In the NUC case, battery deployment is much more modest — 16 GW / 65 GWh — but the need for flexibility is also much lower due to the steadier output. A particularly noteworthy observation is that all gas turbines in the model could theoretically be replaced with batteries at relatively low cost. In that case, all hydrogen production could be dedicated to the Power-to-X sector.

In addition to bulk balancing, batteries also offer important ancillary services such as frequency control, congestion relief, and local balancing — though these functions fall outside the scope of this model.


Flexibility

At the all-European level, only hydrogen offers sufficient flexibility to balance generation and growing demand in 2050. Other sources such as batteries, pumped hydro, demand-side management (DSM), and hydro reservoirs play important local roles but are comparatively minor on a system-wide scale — particularly in the WS scenario. (For reference, see this post about balancing contributions to the present pan-European power system).

In the WS case, flexibility requires:
• Production flexibility via high-capacity electrolyzers (~500 GW)
• Storage capacity (~300 TWh)

• • • • •

Problems to solve
1) Answer these questions from the power-system flexibility text:
(a) How much battery capacity is deployed in the NUC case?
(b) At the all-European level, which source alone offers sufficient flexibility to balance generation and growing demand in 2050?
(c) What storage capacity does flexibility require in the WS case?
2) Transcribe the power-system flexibility text between "In addition to" and "of this model.", inclusive.
3) Translate this sentence from the power-system flexibility text into Spanish: "In that case, all hydrogen production could be dedicated to the Power-to-X sector."

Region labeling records
• • • • •

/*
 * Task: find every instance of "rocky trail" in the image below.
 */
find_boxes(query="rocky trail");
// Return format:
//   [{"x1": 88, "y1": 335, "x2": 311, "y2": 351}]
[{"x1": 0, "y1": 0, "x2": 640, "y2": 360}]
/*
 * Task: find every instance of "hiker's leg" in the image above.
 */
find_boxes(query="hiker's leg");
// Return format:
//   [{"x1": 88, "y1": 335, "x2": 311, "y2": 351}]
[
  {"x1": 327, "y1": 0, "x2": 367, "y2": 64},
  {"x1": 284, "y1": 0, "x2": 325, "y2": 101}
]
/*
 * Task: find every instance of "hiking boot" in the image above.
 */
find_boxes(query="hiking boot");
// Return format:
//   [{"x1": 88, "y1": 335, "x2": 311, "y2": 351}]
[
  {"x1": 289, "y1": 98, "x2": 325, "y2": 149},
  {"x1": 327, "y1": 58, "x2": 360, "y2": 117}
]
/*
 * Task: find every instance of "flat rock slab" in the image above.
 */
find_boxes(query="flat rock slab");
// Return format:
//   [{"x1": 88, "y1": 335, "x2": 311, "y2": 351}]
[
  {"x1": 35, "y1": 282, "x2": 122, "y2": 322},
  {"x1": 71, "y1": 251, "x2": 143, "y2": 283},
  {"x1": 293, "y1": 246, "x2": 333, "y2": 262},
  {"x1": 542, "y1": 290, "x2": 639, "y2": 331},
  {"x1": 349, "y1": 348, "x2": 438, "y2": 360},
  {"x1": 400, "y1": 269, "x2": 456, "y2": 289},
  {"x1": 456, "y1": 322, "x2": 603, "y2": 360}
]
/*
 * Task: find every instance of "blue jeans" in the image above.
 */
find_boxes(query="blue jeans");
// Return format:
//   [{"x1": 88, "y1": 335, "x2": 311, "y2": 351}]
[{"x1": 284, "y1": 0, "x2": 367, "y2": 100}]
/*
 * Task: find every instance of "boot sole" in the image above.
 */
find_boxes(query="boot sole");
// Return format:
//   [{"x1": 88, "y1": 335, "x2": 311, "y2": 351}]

• • • • •

Task-by-task results
1)
(a) 16 GW / 65 GWh
(b) Hydrogen
(c) About 300 TWh

2)
In addition to bulk balancing, batteries also offer important ancillary services such as frequency control, congestion relief, and local balancing — though these functions fall outside the scope of this model.

3) En ese caso, toda la producción de hidrógeno podría destinarse al sector Power-to-X.